▸ **Aim of the task**: From the line containing "Could you mark every instance of the tall" to the end of the listing, write out every line exactly; leave out everything else.

▸ **Records provided**:
----------------
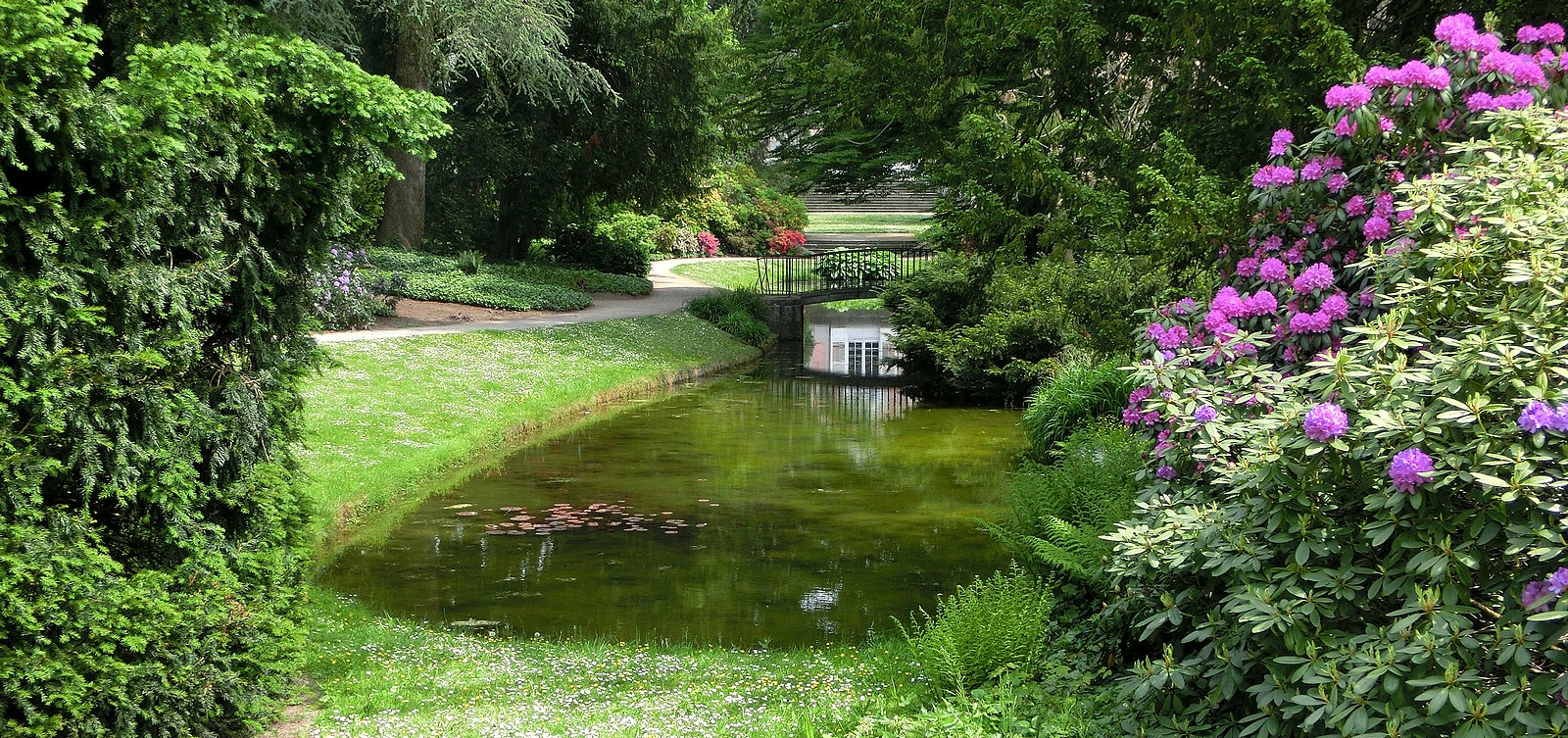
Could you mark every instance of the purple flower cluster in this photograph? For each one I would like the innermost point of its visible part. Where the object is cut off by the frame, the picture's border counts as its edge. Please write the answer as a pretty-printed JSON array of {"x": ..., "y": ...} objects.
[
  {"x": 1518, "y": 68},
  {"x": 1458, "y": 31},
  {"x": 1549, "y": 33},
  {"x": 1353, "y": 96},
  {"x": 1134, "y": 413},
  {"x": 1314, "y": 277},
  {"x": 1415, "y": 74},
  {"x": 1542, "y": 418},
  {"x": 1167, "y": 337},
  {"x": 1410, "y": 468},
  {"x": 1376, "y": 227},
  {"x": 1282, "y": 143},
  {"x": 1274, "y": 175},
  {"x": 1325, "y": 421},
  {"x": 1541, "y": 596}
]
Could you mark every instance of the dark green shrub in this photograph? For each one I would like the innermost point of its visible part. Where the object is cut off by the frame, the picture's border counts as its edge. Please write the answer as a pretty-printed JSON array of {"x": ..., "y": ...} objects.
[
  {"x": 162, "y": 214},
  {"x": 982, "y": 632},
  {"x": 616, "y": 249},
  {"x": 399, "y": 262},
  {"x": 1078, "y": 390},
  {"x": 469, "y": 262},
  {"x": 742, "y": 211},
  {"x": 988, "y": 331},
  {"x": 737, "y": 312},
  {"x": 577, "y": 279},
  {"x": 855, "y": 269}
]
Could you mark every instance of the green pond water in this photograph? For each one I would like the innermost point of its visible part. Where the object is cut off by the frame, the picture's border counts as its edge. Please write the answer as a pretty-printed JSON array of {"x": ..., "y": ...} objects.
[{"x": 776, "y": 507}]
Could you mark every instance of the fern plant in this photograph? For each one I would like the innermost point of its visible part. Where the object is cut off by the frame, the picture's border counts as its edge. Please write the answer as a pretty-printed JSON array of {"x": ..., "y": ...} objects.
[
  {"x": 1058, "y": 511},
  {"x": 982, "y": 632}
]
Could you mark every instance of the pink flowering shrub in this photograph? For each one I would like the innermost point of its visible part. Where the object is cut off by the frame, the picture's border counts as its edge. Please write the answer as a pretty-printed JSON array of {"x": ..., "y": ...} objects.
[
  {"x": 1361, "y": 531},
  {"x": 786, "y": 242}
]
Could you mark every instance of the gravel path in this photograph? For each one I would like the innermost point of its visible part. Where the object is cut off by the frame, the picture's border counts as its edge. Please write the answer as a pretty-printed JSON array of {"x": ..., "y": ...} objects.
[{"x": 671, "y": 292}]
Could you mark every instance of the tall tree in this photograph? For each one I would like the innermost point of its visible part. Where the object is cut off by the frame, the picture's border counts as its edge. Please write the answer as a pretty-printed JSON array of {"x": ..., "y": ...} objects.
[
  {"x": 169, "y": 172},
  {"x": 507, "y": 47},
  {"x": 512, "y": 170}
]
----------------
▸ **Result of this task**:
Could you mark every instance of the tall tree in this photograph? For each one I would like the innermost point of its visible part. Where the object is cut off by the frame, the picture's border counts as its edge. Please write the answer as a pretty-printed JSON array of {"x": ..., "y": ...} objects.
[
  {"x": 169, "y": 172},
  {"x": 507, "y": 47},
  {"x": 512, "y": 170}
]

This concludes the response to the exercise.